## Required work
Copy out all the data, word for word.

════════

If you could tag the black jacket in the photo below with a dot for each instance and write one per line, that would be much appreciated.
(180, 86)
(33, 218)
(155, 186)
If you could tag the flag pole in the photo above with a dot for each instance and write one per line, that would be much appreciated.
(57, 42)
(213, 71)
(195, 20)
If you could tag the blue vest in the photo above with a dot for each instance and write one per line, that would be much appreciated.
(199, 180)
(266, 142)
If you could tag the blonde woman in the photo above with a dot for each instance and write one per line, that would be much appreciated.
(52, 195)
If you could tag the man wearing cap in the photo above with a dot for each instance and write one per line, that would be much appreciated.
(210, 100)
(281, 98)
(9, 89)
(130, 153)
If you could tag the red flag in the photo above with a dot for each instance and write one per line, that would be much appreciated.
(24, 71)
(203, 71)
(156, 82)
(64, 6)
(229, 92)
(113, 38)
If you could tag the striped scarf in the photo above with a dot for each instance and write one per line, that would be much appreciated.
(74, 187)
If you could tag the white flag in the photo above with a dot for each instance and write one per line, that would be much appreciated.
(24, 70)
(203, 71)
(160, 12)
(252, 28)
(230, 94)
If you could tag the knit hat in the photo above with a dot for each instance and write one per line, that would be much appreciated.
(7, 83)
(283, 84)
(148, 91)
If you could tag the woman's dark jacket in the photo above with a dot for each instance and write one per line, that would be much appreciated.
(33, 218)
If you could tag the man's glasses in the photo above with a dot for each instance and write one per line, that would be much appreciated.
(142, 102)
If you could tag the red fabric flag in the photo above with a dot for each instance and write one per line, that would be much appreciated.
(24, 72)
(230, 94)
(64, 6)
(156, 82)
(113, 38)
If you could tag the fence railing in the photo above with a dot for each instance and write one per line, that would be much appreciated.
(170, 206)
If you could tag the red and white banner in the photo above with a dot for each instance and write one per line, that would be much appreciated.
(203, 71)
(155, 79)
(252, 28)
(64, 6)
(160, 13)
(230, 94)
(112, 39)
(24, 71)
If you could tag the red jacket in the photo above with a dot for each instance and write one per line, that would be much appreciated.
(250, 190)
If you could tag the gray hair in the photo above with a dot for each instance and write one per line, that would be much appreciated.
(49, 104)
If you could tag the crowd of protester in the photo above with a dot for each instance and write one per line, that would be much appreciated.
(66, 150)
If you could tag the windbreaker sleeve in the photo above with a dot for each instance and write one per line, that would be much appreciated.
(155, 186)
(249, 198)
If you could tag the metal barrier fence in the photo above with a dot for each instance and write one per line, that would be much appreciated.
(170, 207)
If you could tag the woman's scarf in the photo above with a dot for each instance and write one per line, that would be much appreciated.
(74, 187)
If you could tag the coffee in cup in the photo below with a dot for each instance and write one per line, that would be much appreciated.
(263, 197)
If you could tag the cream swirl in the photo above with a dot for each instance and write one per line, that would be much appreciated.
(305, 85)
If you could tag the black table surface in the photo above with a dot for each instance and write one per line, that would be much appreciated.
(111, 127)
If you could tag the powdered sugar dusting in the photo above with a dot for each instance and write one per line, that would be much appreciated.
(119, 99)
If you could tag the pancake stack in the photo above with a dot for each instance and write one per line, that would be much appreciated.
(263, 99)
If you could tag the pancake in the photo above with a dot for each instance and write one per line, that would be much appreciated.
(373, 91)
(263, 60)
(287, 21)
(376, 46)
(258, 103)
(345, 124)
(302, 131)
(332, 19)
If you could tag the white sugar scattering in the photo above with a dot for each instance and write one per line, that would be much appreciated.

════════

## Reply to the task
If you could tag the black jacket in the photo below with a dot for each instance and write one per line, that would be much appreciated.
(180, 86)
(33, 218)
(155, 186)
If you could tag the flag pole in the photo above with a dot for each instance and write one per line, that would be much appreciated.
(57, 42)
(213, 71)
(195, 20)
If you could tag the blue vest in the photo above with a dot for each instance and write one per line, that would be much appreciated.
(199, 180)
(266, 142)
If you could tag the blonde woman in the photo above with a dot for each instance and write one per line, that would be much appreciated.
(52, 195)
If you could tag the man wearing cap in the photo above with a dot for each instance and write one per line, that would be much appreciated.
(210, 100)
(281, 98)
(9, 89)
(130, 153)
If you could tag the red flag in the photo above with a dot for each instance and write one per line, that would be much appreciated.
(24, 71)
(203, 71)
(156, 82)
(64, 6)
(229, 92)
(113, 38)
If you could tag the striped scarf in the photo above with a dot for each instance and write one per line, that would be much appreciated.
(74, 187)
If you could tag the white flag in the photo above with a dot for each instance and write one per line, that would be much appreciated.
(24, 70)
(203, 71)
(160, 12)
(252, 28)
(230, 94)
If you could tag the knit hat in the photo above with a dot for each instance and write one per line, that would be much appreciated.
(7, 83)
(283, 84)
(148, 91)
If you could tag the woman's dark jacket in the photo above with a dot for each instance and write one per line, that would be much appreciated.
(33, 218)
If you could tag the man's glasses in the photo above with a dot for each instance and write one per line, that would be much appreciated.
(142, 102)
If you could tag the red fabric flag in the photo above with a dot for each instance and write one per line, that would be much appreciated.
(24, 72)
(230, 94)
(64, 6)
(156, 82)
(113, 38)
If you could tag the fence railing in the photo above with a dot for each instance and write one per line, that would be much appreciated.
(170, 206)
If you could tag the red and white banner in the photo above with a dot for each instance and write one per line, that would be much appreciated.
(203, 71)
(155, 79)
(252, 28)
(64, 6)
(160, 13)
(230, 94)
(112, 39)
(24, 71)
If you could tag the red jacket in the photo above with a dot for each instance and write one per line, that would be much appreciated.
(250, 190)
If you could tag the gray hair in the photo above with a dot for each instance and write one per line, that would be much appreciated.
(49, 104)
If you could tag the crowd of protester in the photo above with a dot for each instance and write one per line, that would be much appreciated.
(66, 150)
If you could tag the windbreaker sleeve in the photo above with a dot for each instance and write one per line, that would be much appreciated.
(155, 186)
(249, 198)
If you could tag the metal barrier fence in the photo above with a dot for each instance and write one per line, that would be much appreciated.
(170, 207)
If you could tag the woman's scarf in the photo above with a dot for each instance and write one per line, that would be much appreciated.
(74, 187)
If you could tag the coffee in cup in the photo below with a dot for each instance and write one per line, that would be much appreciated.
(263, 197)
If you could tag the cream swirl in the photo above with a dot for each instance and write one per line, that would be much appreciated.
(305, 85)
If you could tag the black table surface in the photo above with a dot for each instance and write one per line, that would be much appreciated.
(111, 127)
If you could tag the powdered sugar dusting in the photo above with a dot for each instance and write one per line, that would be much appreciated.
(119, 99)
If you could tag the pancake stack in the photo above with a dot for each instance and write one per line, that would be much appreciated.
(263, 99)
If you could tag the pancake in the photo above with a dot for each instance and write one per line, that would be much appreciated.
(373, 91)
(263, 60)
(287, 21)
(376, 46)
(258, 103)
(345, 124)
(302, 131)
(332, 19)
If you could tag the white sugar scattering in the photo above with a dot for each instance and write one per line, that would be much appreciated.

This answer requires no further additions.